> **The exercise**:
Can you quote the records below in full, word for word?

> **Provided records**:
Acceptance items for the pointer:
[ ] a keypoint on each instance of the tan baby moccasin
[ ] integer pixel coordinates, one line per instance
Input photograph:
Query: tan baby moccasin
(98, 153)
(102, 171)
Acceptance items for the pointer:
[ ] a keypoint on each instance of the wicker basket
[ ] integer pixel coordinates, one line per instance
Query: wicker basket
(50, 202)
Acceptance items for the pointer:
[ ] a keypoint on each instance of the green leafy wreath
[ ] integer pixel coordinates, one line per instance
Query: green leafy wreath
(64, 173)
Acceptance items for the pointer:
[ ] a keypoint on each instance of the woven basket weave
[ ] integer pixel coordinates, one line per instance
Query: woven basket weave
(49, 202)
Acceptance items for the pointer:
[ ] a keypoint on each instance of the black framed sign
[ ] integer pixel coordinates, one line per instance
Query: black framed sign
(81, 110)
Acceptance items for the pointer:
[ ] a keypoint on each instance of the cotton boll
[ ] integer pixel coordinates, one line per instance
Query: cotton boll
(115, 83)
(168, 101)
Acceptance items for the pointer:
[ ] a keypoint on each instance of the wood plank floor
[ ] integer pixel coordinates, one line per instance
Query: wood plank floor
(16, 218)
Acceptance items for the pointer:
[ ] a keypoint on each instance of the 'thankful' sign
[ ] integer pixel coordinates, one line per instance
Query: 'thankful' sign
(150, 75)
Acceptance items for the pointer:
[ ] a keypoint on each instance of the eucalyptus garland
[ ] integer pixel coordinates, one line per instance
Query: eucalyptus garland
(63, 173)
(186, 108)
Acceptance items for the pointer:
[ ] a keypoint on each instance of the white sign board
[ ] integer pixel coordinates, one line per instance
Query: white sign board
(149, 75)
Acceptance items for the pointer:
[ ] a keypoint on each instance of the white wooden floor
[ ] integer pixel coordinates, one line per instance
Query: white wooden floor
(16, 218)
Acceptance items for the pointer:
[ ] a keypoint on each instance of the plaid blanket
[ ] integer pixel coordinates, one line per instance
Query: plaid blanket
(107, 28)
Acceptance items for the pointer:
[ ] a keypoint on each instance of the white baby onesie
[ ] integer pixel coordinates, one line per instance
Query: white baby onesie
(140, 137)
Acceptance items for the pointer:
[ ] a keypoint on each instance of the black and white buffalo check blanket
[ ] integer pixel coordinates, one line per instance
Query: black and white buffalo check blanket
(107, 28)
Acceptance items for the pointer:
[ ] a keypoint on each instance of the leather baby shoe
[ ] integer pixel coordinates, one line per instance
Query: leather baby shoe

> **Answer to this exercise**:
Acceptance items for the pointer:
[ ] a keypoint on each instance of the tan baby moccasin
[ ] integer pixel coordinates, one line per instance
Input photograph:
Query: tan baby moccasin
(98, 153)
(102, 171)
Acceptance items for the pointer:
[ ] a keypoint on each instance of the wicker basket
[ ] integer pixel coordinates, one line per instance
Query: wicker basket
(50, 202)
Acceptance items for the pointer:
[ ] a keypoint on each instance of the green leafy wreath
[ ] integer pixel coordinates, one line per instance
Query: green leafy wreath
(64, 173)
Acceptance items for the pointer:
[ ] a keypoint on each instance of the woven basket weave
[ ] integer pixel coordinates, one line per instance
Query: woven basket weave
(49, 202)
Acceptance items for the pointer:
[ ] a keypoint on each instance of the black framed sign
[ ] integer pixel coordinates, one line per instance
Query: black framed sign
(81, 110)
Acceptance items for the pointer:
[ ] a keypoint on each instance of the cotton boll
[ ] integer pixel coordinates, one line per instance
Query: cotton boll
(115, 83)
(168, 101)
Acceptance items for the pointer:
[ ] a keypoint on each instance of the wood plank floor
[ ] integer pixel coordinates, one line per instance
Query: wood plank floor
(16, 218)
Acceptance items for the pointer:
[ ] a keypoint on each instance of the 'thankful' sign
[ ] integer pixel coordinates, one line per instance
Query: 'thankful' sign
(150, 75)
Acceptance items for the pointer:
[ ] a keypoint on each instance of the eucalyptus garland
[ ] integer pixel coordinates, one line per instance
Query: eucalyptus garland
(63, 173)
(186, 108)
Acceptance items for the pointer:
[ ] a keypoint on each instance of the white sign board
[ ] integer pixel coordinates, one line per instance
Query: white sign board
(149, 75)
Acceptance items for the pointer:
[ ] a keypoint on each instance of the white wooden floor
[ ] integer pixel coordinates, one line per instance
Query: white wooden floor
(16, 218)
Acceptance items for the pointer:
[ ] a keypoint on each instance of the plaid blanket
[ ] integer pixel coordinates, one line per instance
Query: plaid blanket
(107, 28)
Acceptance items for the pointer:
[ ] a keypoint on each instance of the white baby onesie
[ ] integer pixel coordinates, one line per instance
Query: white baby onesie
(140, 137)
Acceptance items for the pointer:
[ ] a keypoint on each instance of the black and white buffalo check blanket
[ ] integer pixel coordinates, one line per instance
Query: black and white buffalo check blanket
(107, 28)
Acceptance items for the pointer:
[ ] a keypoint on each instance of the leather baby shoe
[ ] integer pixel coordinates, one line per instance
Query: leather baby shoe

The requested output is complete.